▶ [Extracted information]:
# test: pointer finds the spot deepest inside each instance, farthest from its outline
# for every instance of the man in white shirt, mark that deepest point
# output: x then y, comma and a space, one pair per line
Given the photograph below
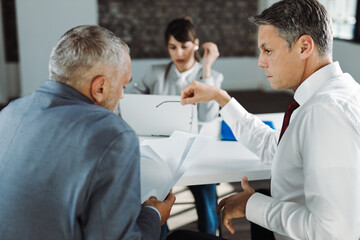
316, 164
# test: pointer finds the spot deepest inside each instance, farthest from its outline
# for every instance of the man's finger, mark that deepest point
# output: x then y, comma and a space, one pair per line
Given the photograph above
229, 225
221, 205
245, 184
170, 198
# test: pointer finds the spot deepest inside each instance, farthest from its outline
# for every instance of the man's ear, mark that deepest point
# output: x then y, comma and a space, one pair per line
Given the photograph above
97, 89
306, 46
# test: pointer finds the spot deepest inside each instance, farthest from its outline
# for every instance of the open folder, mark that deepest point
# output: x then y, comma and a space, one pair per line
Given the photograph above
164, 161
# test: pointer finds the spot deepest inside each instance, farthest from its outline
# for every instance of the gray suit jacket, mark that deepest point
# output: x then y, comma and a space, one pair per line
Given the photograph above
69, 170
162, 80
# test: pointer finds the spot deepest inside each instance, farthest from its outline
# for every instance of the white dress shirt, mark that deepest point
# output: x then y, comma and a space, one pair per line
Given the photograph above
315, 184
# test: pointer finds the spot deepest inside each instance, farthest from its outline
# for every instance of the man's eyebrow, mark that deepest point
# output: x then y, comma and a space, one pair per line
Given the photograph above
263, 45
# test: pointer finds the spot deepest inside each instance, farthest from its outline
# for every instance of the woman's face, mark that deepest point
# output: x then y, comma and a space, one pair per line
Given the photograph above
182, 53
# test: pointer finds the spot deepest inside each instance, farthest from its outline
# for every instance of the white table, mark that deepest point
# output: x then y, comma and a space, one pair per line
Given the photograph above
227, 161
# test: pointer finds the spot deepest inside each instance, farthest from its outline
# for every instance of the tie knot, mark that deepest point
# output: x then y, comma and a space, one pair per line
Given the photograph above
292, 106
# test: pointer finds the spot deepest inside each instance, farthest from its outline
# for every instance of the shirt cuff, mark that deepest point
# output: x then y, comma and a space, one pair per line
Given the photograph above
210, 81
233, 110
155, 210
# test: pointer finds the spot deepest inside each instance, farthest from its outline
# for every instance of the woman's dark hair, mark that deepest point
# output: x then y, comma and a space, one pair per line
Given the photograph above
183, 31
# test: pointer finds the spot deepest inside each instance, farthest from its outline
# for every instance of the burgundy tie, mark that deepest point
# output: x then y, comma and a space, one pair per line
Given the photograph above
293, 105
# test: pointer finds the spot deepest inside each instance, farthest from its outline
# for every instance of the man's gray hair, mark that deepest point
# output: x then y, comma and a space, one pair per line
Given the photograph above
81, 48
294, 18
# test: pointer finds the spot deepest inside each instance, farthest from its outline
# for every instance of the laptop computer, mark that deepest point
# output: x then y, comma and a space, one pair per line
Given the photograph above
158, 115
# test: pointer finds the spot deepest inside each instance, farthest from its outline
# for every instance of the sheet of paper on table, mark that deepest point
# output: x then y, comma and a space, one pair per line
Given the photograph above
164, 161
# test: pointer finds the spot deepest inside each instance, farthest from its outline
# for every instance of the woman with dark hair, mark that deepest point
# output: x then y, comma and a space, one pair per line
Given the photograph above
169, 79
185, 67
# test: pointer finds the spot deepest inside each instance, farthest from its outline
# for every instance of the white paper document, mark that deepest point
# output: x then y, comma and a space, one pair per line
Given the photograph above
164, 161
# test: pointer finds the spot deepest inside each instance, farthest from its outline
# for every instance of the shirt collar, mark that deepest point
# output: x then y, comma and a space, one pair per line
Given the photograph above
312, 84
185, 74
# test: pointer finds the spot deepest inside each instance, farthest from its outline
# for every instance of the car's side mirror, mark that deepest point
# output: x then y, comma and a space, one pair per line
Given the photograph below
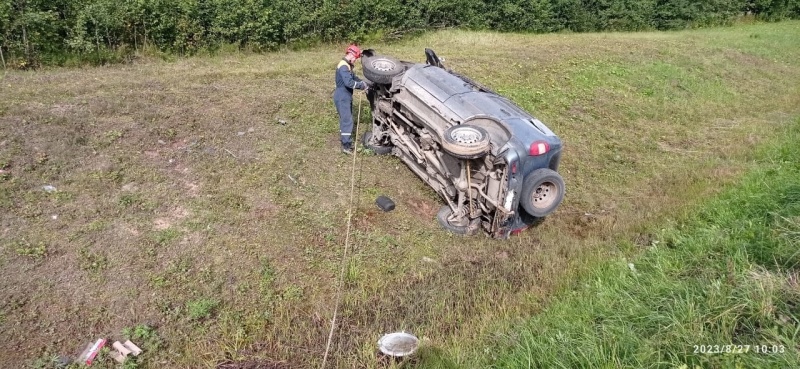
432, 59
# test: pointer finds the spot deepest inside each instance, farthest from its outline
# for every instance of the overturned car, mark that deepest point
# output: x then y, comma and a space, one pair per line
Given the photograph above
494, 164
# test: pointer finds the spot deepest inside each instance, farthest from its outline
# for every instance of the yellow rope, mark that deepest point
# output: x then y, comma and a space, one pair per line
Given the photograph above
340, 281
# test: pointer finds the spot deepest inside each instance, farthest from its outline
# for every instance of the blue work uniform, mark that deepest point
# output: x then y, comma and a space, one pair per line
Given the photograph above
346, 81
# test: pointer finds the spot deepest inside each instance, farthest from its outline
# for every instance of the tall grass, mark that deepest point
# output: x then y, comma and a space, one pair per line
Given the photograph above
726, 276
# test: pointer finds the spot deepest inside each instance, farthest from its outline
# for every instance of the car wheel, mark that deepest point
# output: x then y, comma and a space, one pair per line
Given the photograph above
466, 141
381, 69
378, 149
444, 215
542, 191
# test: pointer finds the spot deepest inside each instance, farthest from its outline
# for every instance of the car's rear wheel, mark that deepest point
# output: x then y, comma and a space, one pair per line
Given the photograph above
468, 227
375, 147
381, 69
465, 141
542, 191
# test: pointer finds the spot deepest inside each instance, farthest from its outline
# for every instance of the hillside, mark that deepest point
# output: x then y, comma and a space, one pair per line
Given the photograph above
206, 197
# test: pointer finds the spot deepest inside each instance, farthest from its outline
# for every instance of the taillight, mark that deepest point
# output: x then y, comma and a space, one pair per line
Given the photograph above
539, 148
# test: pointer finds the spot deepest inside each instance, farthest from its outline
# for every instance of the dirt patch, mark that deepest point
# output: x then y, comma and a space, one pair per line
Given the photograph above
172, 216
423, 208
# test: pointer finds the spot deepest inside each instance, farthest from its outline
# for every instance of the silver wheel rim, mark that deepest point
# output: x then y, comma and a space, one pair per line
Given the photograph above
382, 65
545, 195
466, 135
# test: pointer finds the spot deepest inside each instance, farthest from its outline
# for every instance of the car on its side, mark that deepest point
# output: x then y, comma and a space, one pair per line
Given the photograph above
495, 165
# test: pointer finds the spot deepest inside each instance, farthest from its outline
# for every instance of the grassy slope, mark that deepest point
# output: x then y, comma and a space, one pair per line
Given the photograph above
726, 276
183, 204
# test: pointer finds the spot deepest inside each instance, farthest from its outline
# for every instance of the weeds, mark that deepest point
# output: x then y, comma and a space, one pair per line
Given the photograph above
25, 248
728, 279
201, 308
90, 261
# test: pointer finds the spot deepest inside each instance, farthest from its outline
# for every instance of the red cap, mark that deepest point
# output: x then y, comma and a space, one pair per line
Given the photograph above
354, 50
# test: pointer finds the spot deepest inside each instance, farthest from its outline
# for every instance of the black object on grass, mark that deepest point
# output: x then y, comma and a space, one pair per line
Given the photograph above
385, 203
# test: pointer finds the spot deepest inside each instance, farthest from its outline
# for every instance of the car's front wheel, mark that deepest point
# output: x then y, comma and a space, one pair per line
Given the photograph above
381, 69
542, 191
374, 146
465, 141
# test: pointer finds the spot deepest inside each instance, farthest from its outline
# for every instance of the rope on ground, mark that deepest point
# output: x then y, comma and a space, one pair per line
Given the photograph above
340, 281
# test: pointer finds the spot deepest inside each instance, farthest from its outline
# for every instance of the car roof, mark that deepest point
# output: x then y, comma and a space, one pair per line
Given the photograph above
462, 98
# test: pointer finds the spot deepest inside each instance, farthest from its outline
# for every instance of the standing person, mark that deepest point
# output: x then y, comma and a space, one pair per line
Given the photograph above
346, 81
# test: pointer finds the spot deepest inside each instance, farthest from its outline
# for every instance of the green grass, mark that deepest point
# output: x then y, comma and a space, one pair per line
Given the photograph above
727, 275
183, 188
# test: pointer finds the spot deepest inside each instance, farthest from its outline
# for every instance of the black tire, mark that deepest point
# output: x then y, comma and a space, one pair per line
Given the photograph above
542, 192
465, 141
445, 212
381, 69
366, 140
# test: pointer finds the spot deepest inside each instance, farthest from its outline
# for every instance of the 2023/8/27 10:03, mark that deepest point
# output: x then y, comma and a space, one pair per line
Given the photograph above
739, 349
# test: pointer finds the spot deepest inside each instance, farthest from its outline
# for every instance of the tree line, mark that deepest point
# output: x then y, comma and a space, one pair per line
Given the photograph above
35, 32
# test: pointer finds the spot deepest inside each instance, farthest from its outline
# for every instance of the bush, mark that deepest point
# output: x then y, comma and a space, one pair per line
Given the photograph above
102, 31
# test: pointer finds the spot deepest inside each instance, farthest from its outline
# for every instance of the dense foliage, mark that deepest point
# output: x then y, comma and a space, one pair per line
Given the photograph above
49, 31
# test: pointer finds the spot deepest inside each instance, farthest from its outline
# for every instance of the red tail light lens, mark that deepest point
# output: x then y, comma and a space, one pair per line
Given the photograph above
539, 148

▶ [Goal of the exercise]: Give only how many lines above hold "rope".

▶ [Solved exercise]: 2